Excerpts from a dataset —
╔══

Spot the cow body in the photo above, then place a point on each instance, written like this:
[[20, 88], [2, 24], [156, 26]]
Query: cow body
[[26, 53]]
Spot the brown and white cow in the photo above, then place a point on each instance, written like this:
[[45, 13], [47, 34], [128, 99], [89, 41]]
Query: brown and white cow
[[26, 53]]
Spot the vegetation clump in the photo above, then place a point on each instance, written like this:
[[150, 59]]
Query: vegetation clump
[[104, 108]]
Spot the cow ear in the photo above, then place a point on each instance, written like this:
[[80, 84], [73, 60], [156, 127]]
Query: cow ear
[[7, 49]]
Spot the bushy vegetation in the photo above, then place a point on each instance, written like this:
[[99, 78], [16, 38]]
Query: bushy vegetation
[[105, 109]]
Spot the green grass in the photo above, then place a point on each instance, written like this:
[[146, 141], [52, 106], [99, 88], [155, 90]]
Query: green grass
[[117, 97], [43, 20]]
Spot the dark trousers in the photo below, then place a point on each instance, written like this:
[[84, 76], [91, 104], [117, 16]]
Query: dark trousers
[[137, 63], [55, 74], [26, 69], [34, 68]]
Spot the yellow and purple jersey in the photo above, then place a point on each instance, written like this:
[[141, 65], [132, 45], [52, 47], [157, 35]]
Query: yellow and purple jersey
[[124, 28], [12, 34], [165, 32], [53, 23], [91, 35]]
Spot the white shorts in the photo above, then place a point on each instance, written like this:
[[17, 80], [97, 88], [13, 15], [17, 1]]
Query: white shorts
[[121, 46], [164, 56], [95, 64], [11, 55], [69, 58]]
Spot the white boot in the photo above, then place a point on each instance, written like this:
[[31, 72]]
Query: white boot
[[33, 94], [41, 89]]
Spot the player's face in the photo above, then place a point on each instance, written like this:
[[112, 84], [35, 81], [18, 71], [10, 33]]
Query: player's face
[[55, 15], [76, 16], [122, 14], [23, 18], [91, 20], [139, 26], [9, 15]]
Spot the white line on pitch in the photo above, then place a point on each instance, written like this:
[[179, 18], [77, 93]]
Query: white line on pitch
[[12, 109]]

╚══

Your instructions —
Retype the records above exactly as they appear.

Response —
Spot the cow body in the photo above, then place a point on each instance, written like this:
[[20, 88], [2, 24], [156, 26]]
Query: cow body
[[26, 53]]
Spot the brown and white cow in the photo above, then place a point on each instance, written like this:
[[45, 13], [47, 34], [128, 99], [89, 41]]
Query: brown and white cow
[[26, 53]]
Spot the vegetation clump in the photo above, then place a point on each instance, written like this:
[[150, 59]]
Query: vegetation clump
[[104, 108]]
Spot the cow ear in the photo above, then place a point on each instance, written like this:
[[80, 84], [73, 60], [156, 127]]
Query: cow ear
[[7, 49]]
Spot the bushy vegetation in the photo above, then place a point on each instance, written like this:
[[99, 78], [16, 38]]
Query: bushy vegetation
[[105, 109]]
Spot the green grass in the photo above, then place a point on each instance, written like this:
[[146, 141], [52, 106], [99, 88], [155, 90]]
Query: green grass
[[117, 97], [43, 20]]
Spot the dark trousers in the photo below, then place a point on each instance, written like this:
[[84, 76], [91, 104], [117, 16]]
Query: dark trousers
[[137, 63], [55, 74], [26, 69], [34, 68]]
Spot the yellow and purple jersey in the photo above, then place a point on each instance, written like this:
[[141, 65], [132, 45], [52, 47], [157, 35]]
Query: yellow and purple jersey
[[124, 28], [12, 34], [165, 32], [53, 23], [91, 35]]
Spot the white shorts in the photo above, then place a point on each instance, written like this:
[[17, 80], [97, 88], [13, 15], [17, 1]]
Query: white shorts
[[121, 46], [164, 56], [95, 64], [11, 55], [69, 58]]
Spot the white boot in the photo above, then place a point on each instance, written like this:
[[31, 72]]
Query: white boot
[[33, 94], [41, 89]]
Spot the player's face in the photo above, then place a point on each instance, written like this:
[[112, 84], [35, 81], [18, 71], [10, 33]]
Query: player's face
[[55, 15], [76, 16], [122, 14], [23, 18], [91, 20], [139, 26], [9, 15]]
Spot the white line on pitch in the photo above, then place a point on each instance, written like this:
[[179, 18], [77, 93]]
Query: white line on pitch
[[12, 109]]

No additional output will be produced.